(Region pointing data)
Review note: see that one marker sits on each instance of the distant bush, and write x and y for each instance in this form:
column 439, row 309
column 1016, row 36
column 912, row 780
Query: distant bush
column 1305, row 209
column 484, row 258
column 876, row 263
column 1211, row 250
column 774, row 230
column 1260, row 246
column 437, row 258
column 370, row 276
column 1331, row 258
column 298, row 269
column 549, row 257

→ **Work to be completed**
Write out word for word every line from the one containing "column 1016, row 36" through the last line of the data, and no other line.

→ **Task result**
column 1016, row 36
column 912, row 780
Query: distant bush
column 1305, row 209
column 484, row 258
column 876, row 263
column 1211, row 250
column 774, row 230
column 1260, row 246
column 437, row 258
column 370, row 276
column 1331, row 258
column 298, row 269
column 549, row 257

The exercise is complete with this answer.